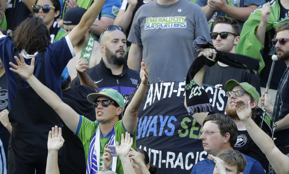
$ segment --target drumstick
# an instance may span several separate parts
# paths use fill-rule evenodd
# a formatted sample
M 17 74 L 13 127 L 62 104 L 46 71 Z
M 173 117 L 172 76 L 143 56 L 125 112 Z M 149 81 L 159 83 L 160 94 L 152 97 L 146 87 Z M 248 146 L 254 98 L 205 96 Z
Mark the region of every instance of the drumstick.
M 274 66 L 275 66 L 275 62 L 278 60 L 277 56 L 275 54 L 272 55 L 272 60 L 273 62 L 272 62 L 272 66 L 271 66 L 271 70 L 270 70 L 270 73 L 269 75 L 269 78 L 268 78 L 268 81 L 266 85 L 266 89 L 265 90 L 265 93 L 268 93 L 268 90 L 269 90 L 269 87 L 270 85 L 270 83 L 271 82 L 271 78 L 272 78 L 272 74 L 273 73 L 273 70 L 274 69 Z

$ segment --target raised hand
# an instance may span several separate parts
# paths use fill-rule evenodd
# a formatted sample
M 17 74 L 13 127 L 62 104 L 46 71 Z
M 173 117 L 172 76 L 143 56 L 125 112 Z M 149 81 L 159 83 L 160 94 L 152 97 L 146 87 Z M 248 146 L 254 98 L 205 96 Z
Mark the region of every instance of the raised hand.
M 148 66 L 143 59 L 141 63 L 141 70 L 139 76 L 141 79 L 141 83 L 145 85 L 148 85 Z
M 127 132 L 126 132 L 125 136 L 124 137 L 123 133 L 121 134 L 121 141 L 119 147 L 118 142 L 115 143 L 115 150 L 120 157 L 128 156 L 129 152 L 132 145 L 132 138 L 130 137 L 129 134 Z
M 135 163 L 140 167 L 143 165 L 145 166 L 143 161 L 142 157 L 140 156 L 139 153 L 132 148 L 131 148 L 130 149 L 131 150 L 129 153 L 129 159 L 133 160 Z
M 109 152 L 111 152 L 110 149 L 107 148 L 108 144 L 107 144 L 104 146 L 102 155 L 102 159 L 103 160 L 103 167 L 102 169 L 109 169 L 111 163 L 112 163 L 112 158 L 110 156 Z
M 224 161 L 214 156 L 211 154 L 209 154 L 208 155 L 208 159 L 214 161 L 216 163 L 218 173 L 223 174 L 226 173 L 226 167 L 225 166 L 225 162 Z M 215 168 L 215 170 L 216 170 L 216 168 Z M 214 170 L 214 171 L 215 170 Z
M 82 59 L 76 63 L 75 69 L 78 72 L 85 72 L 89 69 L 89 66 L 86 60 Z
M 5 109 L 0 112 L 0 122 L 3 126 L 6 127 L 7 125 L 11 125 L 11 124 L 9 121 L 8 118 L 8 114 L 9 111 Z
M 271 13 L 271 6 L 265 5 L 260 10 L 261 19 L 260 23 L 267 25 L 269 22 L 269 15 Z
M 61 128 L 55 125 L 52 127 L 48 134 L 47 148 L 48 151 L 56 151 L 61 148 L 64 143 L 64 139 L 61 136 Z
M 31 60 L 31 64 L 28 65 L 25 63 L 24 61 L 24 58 L 21 54 L 19 54 L 20 57 L 20 60 L 19 60 L 17 56 L 14 56 L 14 59 L 16 60 L 18 66 L 15 65 L 11 62 L 9 63 L 9 64 L 14 68 L 10 68 L 9 69 L 10 70 L 17 73 L 21 77 L 27 80 L 30 76 L 33 74 L 34 70 L 34 63 L 35 61 L 35 58 L 32 58 Z M 20 61 L 21 60 L 21 61 Z
M 251 101 L 249 101 L 247 103 L 243 100 L 238 100 L 235 101 L 236 104 L 236 110 L 238 117 L 242 121 L 246 120 L 250 118 L 252 110 L 251 108 Z
M 210 9 L 216 11 L 223 11 L 228 5 L 226 0 L 209 0 L 208 1 L 208 5 Z
M 138 0 L 127 0 L 127 3 L 129 3 L 129 5 L 132 7 L 135 7 L 138 4 Z
M 216 58 L 216 56 L 217 55 L 217 52 L 215 49 L 206 48 L 204 49 L 202 51 L 200 52 L 198 56 L 200 56 L 202 55 L 207 57 L 209 57 L 212 56 L 213 57 L 212 59 L 215 60 Z
M 76 0 L 68 0 L 68 1 L 65 1 L 65 4 L 66 4 L 66 10 L 69 9 L 78 7 L 79 5 L 76 2 Z

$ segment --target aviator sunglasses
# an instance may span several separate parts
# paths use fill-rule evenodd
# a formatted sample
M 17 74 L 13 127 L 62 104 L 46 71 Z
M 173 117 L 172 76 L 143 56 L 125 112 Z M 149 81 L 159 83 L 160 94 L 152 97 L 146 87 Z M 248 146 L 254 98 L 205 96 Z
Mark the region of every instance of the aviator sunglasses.
M 221 38 L 222 39 L 225 39 L 228 37 L 228 34 L 230 34 L 235 36 L 237 35 L 235 34 L 227 32 L 221 32 L 220 33 L 210 33 L 210 35 L 211 36 L 211 38 L 212 39 L 216 39 L 218 37 L 218 35 L 220 35 L 220 37 L 221 37 Z
M 103 35 L 103 33 L 104 33 L 105 31 L 113 31 L 116 30 L 117 29 L 118 29 L 118 30 L 121 31 L 123 33 L 124 33 L 124 30 L 123 29 L 123 27 L 120 26 L 117 26 L 117 25 L 111 25 L 106 27 L 104 29 L 104 31 L 103 31 L 103 32 L 102 32 L 102 33 L 101 33 L 101 35 L 99 37 L 99 40 L 98 40 L 98 41 L 99 42 L 100 41 L 100 39 L 101 38 L 101 36 Z
M 92 102 L 92 105 L 93 105 L 93 107 L 95 108 L 97 108 L 97 107 L 98 106 L 98 105 L 99 105 L 99 103 L 100 103 L 101 102 L 101 105 L 104 107 L 107 107 L 108 106 L 108 105 L 109 105 L 110 103 L 113 103 L 117 107 L 118 107 L 119 106 L 117 103 L 116 103 L 115 102 L 112 101 L 111 100 L 96 100 L 94 102 Z
M 272 44 L 275 46 L 277 44 L 277 42 L 279 42 L 280 45 L 284 45 L 286 43 L 286 42 L 288 41 L 289 41 L 289 39 L 285 38 L 273 39 L 272 39 Z
M 55 7 L 52 5 L 43 5 L 42 6 L 40 6 L 39 5 L 32 5 L 32 10 L 33 12 L 35 13 L 39 13 L 41 8 L 42 8 L 42 11 L 44 13 L 47 13 L 49 12 L 51 8 L 53 8 L 54 9 L 55 9 Z
M 235 91 L 230 91 L 227 92 L 226 96 L 227 96 L 229 97 L 233 94 L 235 93 L 235 95 L 237 97 L 238 97 L 243 95 L 243 93 L 246 93 L 246 91 L 241 90 L 238 90 Z M 249 95 L 250 96 L 250 95 Z

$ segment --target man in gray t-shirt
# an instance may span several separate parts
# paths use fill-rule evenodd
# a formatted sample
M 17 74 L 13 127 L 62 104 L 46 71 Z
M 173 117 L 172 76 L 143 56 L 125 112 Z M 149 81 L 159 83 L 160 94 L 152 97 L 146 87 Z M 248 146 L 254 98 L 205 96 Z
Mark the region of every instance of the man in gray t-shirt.
M 197 56 L 192 42 L 200 36 L 211 40 L 206 17 L 198 5 L 188 0 L 155 0 L 135 14 L 128 38 L 132 43 L 128 65 L 139 71 L 144 59 L 151 83 L 158 78 L 184 81 Z

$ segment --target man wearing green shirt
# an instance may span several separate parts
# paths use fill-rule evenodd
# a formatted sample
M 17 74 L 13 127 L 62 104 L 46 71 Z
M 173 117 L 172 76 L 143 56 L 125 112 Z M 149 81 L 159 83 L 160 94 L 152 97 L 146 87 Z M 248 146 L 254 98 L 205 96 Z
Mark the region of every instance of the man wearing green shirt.
M 115 41 L 113 43 L 115 47 L 113 48 L 117 50 L 120 48 L 126 49 L 126 46 L 122 41 Z M 117 56 L 123 53 L 119 51 Z M 123 97 L 117 91 L 105 88 L 98 93 L 88 96 L 88 100 L 95 107 L 97 121 L 92 122 L 84 116 L 79 116 L 34 76 L 33 72 L 34 58 L 31 61 L 31 65 L 28 66 L 25 64 L 24 58 L 20 55 L 21 62 L 15 58 L 18 66 L 10 63 L 10 65 L 15 69 L 10 69 L 25 79 L 37 94 L 53 108 L 67 127 L 78 135 L 83 144 L 85 156 L 88 158 L 87 173 L 95 173 L 101 169 L 103 164 L 101 163 L 102 159 L 100 157 L 102 156 L 104 146 L 108 142 L 112 145 L 115 144 L 116 141 L 120 143 L 121 134 L 127 131 L 133 134 L 135 147 L 134 133 L 137 124 L 138 111 L 145 94 L 148 78 L 148 70 L 144 61 L 143 60 L 141 63 L 140 74 L 141 82 L 126 107 L 122 119 L 121 119 L 121 114 L 124 107 Z M 112 170 L 119 174 L 123 173 L 119 158 L 113 159 L 112 166 Z

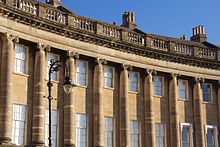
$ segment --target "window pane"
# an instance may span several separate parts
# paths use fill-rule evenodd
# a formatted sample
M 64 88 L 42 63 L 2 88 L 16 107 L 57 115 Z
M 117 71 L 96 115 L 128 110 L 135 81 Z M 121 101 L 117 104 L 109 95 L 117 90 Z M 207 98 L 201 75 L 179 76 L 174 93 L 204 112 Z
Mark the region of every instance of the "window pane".
M 105 117 L 105 145 L 112 147 L 113 145 L 113 119 Z
M 184 80 L 178 80 L 178 93 L 179 93 L 179 98 L 186 100 L 187 99 L 187 84 L 186 81 Z
M 138 84 L 138 74 L 136 72 L 129 72 L 129 90 L 133 92 L 137 92 L 137 84 Z
M 111 67 L 104 67 L 104 86 L 112 88 L 113 69 Z
M 12 143 L 17 145 L 24 144 L 25 114 L 25 106 L 13 105 Z
M 139 146 L 139 126 L 138 121 L 131 120 L 130 121 L 130 131 L 131 131 L 131 147 Z
M 162 96 L 162 78 L 154 76 L 154 95 Z
M 164 125 L 163 124 L 156 124 L 156 146 L 157 147 L 164 147 Z
M 207 83 L 202 84 L 203 101 L 211 102 L 211 85 Z
M 52 110 L 51 112 L 51 141 L 52 146 L 57 146 L 57 111 Z M 47 109 L 45 112 L 45 145 L 49 144 L 49 110 Z
M 53 59 L 54 61 L 58 61 L 58 56 L 55 54 L 47 54 L 47 79 L 49 78 L 49 69 L 50 69 L 50 64 L 51 64 L 51 59 Z M 51 80 L 57 80 L 57 74 L 58 72 L 53 72 L 51 74 Z
M 19 73 L 25 73 L 26 70 L 26 49 L 15 46 L 14 70 Z
M 86 62 L 84 61 L 76 61 L 76 83 L 86 85 Z
M 86 115 L 76 115 L 76 147 L 86 147 Z
M 207 130 L 206 134 L 207 145 L 215 145 L 214 132 L 212 129 Z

## STATED EXERCISE
Copy out everything in the listing above, from the line containing "--target man wearing green shirt" down to the line containing "M 115 41 L 113", with both of those lines included.

## ANSWER BELOW
$ segment --target man wearing green shirt
# an instance may span several separate parts
# paths use fill-rule evenodd
# a formatted sample
M 17 74 L 13 127 L 62 104 L 46 71 Z
M 173 117 L 172 76 L 143 56 L 125 112 Z M 149 81 L 159 83 L 160 94 L 152 97 L 146 87 Z M 248 146 L 254 98 L 205 96 Z
Mark the region of every instance of the man wearing green shirt.
M 115 41 L 113 43 L 115 47 L 113 48 L 117 50 L 120 48 L 126 49 L 126 46 L 122 41 Z M 117 56 L 123 53 L 119 51 Z M 123 97 L 117 91 L 105 88 L 98 93 L 88 96 L 88 100 L 95 107 L 97 121 L 92 122 L 84 116 L 79 116 L 34 76 L 33 72 L 34 58 L 31 61 L 31 65 L 28 66 L 25 64 L 24 58 L 20 55 L 21 62 L 15 58 L 18 66 L 10 63 L 10 65 L 15 69 L 10 69 L 25 79 L 37 94 L 53 108 L 67 127 L 78 135 L 83 144 L 85 156 L 88 158 L 87 173 L 95 173 L 101 169 L 103 164 L 101 163 L 102 159 L 100 157 L 102 156 L 104 146 L 108 142 L 112 145 L 115 144 L 116 141 L 120 143 L 121 134 L 127 131 L 133 134 L 135 147 L 134 133 L 137 124 L 138 111 L 145 94 L 148 78 L 148 70 L 144 61 L 143 60 L 141 63 L 140 74 L 141 82 L 126 107 L 122 119 L 121 119 L 121 114 L 124 107 Z M 112 170 L 119 174 L 123 173 L 119 158 L 113 159 L 112 166 Z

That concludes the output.